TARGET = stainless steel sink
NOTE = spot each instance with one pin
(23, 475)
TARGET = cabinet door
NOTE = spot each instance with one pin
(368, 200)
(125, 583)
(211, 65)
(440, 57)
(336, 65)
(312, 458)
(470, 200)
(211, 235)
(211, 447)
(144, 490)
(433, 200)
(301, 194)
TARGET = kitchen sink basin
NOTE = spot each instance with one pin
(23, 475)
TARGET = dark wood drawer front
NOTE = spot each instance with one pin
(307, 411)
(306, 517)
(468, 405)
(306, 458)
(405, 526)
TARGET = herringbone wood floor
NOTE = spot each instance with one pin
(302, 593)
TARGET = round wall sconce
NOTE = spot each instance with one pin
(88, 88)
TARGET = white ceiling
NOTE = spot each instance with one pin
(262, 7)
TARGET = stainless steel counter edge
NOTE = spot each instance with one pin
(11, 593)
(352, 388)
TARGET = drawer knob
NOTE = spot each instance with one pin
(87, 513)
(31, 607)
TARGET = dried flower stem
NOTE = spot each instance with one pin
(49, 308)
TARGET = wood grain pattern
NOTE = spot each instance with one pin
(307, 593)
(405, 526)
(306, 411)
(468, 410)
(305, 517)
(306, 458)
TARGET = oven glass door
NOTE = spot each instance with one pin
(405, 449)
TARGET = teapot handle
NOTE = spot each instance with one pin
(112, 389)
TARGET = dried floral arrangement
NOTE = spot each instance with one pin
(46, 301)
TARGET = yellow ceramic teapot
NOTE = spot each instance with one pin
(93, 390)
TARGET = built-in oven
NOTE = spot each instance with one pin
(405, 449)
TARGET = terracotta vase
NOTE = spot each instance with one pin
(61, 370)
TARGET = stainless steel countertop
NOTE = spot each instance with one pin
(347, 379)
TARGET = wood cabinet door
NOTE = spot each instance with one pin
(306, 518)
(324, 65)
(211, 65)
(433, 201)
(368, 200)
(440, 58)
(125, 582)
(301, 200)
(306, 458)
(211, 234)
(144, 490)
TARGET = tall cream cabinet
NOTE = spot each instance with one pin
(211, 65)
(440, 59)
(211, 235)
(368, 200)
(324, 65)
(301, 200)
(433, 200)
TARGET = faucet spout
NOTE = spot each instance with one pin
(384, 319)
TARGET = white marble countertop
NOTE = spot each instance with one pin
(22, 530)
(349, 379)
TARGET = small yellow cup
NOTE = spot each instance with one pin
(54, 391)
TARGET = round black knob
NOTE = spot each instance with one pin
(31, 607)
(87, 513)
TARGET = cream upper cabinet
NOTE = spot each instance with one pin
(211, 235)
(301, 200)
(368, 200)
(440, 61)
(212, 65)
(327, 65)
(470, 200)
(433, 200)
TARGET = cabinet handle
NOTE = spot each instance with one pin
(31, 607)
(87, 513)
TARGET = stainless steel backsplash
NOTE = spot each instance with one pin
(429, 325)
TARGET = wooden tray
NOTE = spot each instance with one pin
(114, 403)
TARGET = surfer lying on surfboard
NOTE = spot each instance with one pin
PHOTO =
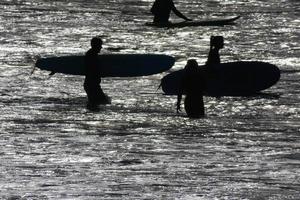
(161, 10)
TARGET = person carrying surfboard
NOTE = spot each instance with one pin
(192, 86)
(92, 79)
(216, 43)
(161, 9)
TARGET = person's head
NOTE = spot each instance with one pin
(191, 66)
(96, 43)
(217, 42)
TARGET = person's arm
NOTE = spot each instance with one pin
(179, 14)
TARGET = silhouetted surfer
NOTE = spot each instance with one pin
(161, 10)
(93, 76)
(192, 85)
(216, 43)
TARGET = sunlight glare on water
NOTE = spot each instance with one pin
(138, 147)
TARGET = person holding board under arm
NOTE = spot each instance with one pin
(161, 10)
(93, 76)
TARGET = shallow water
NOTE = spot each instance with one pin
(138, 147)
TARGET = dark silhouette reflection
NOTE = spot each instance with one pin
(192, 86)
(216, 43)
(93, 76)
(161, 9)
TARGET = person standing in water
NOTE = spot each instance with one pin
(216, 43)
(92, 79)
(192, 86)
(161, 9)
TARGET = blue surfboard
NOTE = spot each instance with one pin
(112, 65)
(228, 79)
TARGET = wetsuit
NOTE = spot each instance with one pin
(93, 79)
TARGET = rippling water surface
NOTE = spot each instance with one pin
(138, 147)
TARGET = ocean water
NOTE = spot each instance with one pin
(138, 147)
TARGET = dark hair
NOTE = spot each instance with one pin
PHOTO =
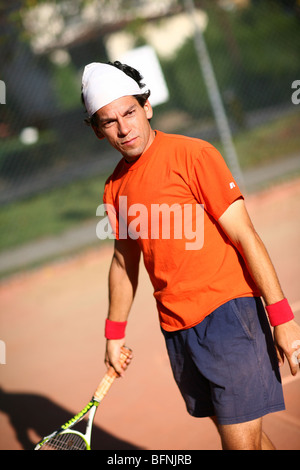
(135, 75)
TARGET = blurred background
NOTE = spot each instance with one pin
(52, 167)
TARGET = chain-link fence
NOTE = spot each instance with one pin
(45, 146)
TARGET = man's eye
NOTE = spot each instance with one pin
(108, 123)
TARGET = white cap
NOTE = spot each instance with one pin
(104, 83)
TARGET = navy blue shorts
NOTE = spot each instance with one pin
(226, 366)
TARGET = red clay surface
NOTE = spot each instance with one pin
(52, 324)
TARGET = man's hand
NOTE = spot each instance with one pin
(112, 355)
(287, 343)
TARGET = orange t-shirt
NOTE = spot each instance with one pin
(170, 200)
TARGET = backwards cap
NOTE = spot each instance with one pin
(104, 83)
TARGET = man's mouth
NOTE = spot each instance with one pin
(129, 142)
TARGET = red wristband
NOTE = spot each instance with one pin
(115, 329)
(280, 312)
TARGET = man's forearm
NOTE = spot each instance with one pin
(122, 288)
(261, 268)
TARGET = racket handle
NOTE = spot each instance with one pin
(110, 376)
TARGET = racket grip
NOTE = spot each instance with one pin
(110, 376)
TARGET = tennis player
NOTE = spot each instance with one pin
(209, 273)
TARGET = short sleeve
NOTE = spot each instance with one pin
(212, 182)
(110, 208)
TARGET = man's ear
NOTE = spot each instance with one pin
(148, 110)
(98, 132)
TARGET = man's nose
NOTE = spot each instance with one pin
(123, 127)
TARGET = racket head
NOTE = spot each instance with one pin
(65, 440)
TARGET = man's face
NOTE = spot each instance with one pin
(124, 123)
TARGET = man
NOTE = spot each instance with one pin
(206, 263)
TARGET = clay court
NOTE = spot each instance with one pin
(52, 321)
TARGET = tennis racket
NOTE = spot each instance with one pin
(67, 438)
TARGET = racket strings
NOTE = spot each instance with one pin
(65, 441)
...
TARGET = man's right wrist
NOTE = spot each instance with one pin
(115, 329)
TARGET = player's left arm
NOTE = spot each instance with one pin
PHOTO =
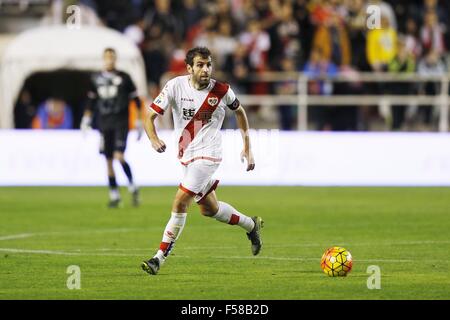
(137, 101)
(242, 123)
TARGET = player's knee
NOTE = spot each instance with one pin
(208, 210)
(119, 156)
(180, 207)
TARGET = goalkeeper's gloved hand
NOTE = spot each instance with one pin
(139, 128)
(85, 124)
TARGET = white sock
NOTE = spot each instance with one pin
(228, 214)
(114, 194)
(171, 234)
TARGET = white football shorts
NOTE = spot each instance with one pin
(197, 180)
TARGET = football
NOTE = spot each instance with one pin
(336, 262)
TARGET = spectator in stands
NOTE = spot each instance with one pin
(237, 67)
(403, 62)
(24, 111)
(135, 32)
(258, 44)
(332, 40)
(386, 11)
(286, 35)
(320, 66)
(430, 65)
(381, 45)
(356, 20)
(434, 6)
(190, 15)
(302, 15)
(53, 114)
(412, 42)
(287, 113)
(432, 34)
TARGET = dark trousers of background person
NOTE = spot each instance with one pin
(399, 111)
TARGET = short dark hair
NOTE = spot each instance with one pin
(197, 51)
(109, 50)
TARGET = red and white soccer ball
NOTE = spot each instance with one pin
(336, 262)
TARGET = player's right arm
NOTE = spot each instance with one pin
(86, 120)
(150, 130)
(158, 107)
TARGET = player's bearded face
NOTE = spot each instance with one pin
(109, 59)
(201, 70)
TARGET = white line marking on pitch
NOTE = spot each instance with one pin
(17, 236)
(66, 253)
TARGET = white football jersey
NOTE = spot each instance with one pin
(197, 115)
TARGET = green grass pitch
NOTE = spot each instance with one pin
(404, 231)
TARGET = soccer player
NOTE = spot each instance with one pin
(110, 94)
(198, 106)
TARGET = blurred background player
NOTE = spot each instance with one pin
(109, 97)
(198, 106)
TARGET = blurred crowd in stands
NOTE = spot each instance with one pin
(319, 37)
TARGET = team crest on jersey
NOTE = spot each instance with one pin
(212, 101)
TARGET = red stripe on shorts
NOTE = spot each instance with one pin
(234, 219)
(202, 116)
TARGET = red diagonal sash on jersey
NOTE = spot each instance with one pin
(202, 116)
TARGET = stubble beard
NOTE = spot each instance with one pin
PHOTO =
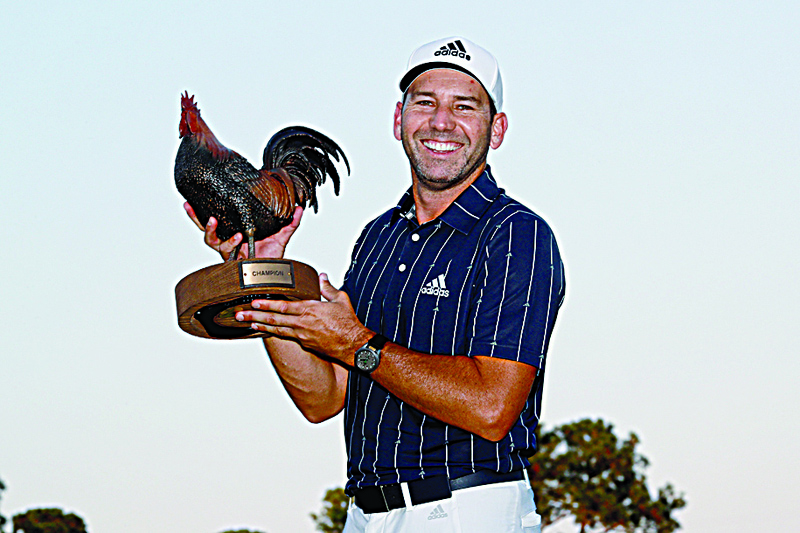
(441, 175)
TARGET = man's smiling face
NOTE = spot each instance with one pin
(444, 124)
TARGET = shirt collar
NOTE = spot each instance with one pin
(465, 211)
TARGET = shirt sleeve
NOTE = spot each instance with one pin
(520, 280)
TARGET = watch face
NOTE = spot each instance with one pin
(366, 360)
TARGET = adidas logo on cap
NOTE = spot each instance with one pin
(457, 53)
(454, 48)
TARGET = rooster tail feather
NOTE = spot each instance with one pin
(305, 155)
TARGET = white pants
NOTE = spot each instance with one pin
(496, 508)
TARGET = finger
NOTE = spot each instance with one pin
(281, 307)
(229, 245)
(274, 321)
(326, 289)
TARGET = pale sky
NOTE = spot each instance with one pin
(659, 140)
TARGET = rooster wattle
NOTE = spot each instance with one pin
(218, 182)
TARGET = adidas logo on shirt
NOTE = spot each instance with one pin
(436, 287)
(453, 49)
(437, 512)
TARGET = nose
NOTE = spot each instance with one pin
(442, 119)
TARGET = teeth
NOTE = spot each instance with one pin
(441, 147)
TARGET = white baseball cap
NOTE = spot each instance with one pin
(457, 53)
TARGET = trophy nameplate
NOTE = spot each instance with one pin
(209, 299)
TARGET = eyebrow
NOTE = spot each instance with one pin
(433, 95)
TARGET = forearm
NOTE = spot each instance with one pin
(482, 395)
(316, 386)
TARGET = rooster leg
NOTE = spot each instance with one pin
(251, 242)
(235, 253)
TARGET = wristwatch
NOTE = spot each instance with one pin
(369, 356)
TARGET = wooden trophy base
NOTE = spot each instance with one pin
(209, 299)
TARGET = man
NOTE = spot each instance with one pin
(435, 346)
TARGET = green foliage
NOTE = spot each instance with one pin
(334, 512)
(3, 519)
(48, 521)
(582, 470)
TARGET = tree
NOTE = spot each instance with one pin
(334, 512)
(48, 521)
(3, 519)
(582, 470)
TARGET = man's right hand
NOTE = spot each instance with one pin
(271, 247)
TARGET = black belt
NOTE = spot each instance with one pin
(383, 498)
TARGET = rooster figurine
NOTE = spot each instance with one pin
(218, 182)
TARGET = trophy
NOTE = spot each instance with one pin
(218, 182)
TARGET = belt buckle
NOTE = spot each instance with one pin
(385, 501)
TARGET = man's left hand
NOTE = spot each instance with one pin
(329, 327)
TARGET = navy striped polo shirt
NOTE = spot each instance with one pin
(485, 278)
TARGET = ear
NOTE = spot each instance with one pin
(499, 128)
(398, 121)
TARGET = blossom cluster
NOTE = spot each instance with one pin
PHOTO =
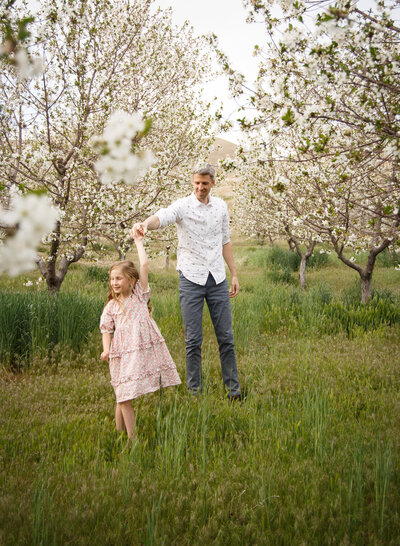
--
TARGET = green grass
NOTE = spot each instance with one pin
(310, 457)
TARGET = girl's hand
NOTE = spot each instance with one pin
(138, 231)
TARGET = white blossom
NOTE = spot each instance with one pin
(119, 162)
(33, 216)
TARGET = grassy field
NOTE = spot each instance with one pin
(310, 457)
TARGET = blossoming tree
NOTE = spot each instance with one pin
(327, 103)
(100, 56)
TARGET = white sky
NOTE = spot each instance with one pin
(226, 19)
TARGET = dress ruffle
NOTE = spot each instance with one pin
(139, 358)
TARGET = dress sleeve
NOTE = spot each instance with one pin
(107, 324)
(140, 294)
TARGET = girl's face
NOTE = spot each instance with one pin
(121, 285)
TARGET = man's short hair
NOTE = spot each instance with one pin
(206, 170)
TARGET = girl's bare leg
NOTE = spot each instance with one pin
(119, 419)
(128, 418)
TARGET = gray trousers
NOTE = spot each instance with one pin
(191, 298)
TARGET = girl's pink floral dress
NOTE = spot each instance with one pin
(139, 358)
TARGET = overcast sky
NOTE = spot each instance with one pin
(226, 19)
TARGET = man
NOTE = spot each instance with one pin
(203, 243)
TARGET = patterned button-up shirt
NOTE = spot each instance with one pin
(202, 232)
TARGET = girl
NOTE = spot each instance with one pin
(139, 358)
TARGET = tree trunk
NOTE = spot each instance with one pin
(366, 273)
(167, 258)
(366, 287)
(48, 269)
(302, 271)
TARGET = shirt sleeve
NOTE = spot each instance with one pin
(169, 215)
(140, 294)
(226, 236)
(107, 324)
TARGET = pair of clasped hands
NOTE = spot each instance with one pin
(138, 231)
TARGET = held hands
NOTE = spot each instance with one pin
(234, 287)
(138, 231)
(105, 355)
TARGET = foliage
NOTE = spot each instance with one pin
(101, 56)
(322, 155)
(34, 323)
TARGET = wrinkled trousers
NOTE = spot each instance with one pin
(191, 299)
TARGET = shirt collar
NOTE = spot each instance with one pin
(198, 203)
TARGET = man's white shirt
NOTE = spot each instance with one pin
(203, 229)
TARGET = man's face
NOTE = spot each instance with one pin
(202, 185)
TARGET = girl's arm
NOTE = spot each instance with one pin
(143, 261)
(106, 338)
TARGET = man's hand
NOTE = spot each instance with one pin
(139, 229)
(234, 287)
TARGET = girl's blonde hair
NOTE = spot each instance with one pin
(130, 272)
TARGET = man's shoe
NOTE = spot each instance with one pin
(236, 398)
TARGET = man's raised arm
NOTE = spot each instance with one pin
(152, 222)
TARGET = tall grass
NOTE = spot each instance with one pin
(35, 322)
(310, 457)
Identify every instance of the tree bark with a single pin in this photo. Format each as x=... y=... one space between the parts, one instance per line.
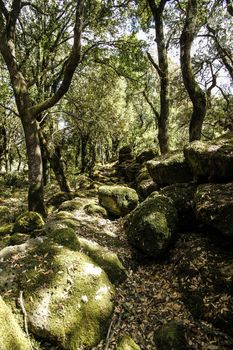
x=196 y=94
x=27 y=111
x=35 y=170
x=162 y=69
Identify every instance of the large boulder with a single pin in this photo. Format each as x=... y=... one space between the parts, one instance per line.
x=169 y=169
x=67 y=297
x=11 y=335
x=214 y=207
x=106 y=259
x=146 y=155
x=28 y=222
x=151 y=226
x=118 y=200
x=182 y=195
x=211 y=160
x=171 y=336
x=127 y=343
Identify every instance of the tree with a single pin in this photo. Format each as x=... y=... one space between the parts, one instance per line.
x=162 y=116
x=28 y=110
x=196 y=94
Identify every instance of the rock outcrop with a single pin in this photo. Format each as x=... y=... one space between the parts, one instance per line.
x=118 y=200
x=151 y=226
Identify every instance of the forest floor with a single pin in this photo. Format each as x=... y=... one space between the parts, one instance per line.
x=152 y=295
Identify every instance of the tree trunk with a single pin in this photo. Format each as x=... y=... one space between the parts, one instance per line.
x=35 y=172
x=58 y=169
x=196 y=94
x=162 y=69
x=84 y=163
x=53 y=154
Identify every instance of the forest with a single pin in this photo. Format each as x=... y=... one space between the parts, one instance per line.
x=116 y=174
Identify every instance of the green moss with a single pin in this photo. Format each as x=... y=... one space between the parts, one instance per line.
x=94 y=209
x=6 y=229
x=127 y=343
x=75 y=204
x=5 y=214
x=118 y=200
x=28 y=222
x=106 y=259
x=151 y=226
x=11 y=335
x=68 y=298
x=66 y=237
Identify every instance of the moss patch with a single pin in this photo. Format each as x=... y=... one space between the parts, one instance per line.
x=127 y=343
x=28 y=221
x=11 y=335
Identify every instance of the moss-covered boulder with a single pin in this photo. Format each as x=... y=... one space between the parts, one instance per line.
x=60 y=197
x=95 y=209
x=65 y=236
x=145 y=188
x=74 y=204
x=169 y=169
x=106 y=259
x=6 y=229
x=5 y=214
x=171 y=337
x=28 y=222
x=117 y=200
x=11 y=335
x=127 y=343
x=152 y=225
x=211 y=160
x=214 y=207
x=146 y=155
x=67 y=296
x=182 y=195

> [Task]
Return each line of the entries that holds the string "water".

> [Solution to the problem]
TARGET = sunlight glare on water
TARGET = shallow water
TARGET = person standing in water
TARGET = rippling water surface
TARGET = ocean water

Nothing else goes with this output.